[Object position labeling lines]
____________________
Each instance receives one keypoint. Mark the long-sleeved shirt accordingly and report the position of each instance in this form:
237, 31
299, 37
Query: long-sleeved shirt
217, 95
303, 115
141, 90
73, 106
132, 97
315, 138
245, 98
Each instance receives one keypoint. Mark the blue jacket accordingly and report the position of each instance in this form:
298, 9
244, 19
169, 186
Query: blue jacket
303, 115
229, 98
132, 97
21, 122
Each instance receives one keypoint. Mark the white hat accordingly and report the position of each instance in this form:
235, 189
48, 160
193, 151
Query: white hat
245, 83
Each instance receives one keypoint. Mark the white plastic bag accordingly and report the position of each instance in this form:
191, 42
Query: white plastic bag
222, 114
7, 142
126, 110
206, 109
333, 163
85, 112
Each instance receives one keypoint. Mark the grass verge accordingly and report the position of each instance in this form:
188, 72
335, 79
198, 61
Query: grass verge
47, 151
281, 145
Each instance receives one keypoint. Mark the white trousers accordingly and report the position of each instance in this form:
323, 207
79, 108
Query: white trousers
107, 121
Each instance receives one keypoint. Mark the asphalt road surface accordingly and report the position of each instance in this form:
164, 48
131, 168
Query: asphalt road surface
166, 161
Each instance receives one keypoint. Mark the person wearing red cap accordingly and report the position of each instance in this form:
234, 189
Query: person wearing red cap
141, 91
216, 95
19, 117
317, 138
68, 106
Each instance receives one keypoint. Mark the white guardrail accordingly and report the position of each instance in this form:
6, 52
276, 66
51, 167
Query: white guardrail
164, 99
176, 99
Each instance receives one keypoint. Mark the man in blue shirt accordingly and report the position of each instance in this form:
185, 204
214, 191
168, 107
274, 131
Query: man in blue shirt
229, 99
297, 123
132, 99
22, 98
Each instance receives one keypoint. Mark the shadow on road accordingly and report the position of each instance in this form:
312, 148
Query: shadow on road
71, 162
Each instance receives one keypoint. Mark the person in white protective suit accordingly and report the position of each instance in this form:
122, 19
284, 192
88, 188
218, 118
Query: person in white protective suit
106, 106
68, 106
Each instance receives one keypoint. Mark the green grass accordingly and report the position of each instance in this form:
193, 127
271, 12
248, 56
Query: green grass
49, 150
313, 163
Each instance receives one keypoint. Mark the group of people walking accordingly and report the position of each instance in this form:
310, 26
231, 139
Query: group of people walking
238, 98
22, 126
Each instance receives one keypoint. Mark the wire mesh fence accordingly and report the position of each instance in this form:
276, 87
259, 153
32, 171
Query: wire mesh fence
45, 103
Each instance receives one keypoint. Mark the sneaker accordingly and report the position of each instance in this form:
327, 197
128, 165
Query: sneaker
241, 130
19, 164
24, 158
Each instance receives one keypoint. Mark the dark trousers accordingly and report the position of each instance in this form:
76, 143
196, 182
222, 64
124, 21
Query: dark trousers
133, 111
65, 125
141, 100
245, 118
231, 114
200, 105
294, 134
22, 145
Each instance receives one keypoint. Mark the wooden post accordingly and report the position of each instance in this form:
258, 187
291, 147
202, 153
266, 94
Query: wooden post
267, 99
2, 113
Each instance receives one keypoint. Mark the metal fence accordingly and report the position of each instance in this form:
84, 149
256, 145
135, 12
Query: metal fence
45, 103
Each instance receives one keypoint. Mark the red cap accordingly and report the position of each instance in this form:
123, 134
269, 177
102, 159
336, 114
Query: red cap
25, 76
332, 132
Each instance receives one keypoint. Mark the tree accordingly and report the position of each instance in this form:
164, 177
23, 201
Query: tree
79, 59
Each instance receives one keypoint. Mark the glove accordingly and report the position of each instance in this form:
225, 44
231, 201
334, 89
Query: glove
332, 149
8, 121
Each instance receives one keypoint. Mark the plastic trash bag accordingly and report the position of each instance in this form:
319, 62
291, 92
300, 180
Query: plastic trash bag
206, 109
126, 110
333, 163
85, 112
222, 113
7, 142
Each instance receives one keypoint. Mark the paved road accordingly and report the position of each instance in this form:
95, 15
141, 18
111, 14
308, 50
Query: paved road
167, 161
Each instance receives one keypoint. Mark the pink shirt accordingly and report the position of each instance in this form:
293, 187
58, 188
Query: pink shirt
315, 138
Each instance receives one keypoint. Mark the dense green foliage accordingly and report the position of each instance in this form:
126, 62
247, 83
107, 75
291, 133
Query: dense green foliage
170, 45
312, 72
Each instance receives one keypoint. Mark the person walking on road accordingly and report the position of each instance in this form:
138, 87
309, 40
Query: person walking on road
____________________
== Short exercise ==
Rescale the lines starting at the one that contains "Each instance receives one keypoint. Mark the paved" and continuing through the end, keeping the requests. Multiply each answer coordinate by 2.35 and round to a whole number with halves rounded up, leaving the requests and their sample coordinates unchanged.

== Answer to the task ==
Each instance receives one keypoint. Mark the paved road accordingly and report the position of each instance in this form:
95, 15
141, 18
111, 14
308, 50
Query: paved road
392, 378
Each instance receives one keypoint. Mark the pink shirt accordingly and report the position of each instance in this form:
293, 187
58, 188
Query: pink shirt
740, 324
Each instance receives one keypoint. Mark the dense green foliage accordingly and report the position of each instance in this form:
126, 62
247, 83
107, 75
291, 133
Query: dense green foliage
400, 106
733, 169
Each instance receives one keypoint. Mark the person walking on road accordingly and report the position of each instance in this form:
138, 87
309, 40
Query: person walking on road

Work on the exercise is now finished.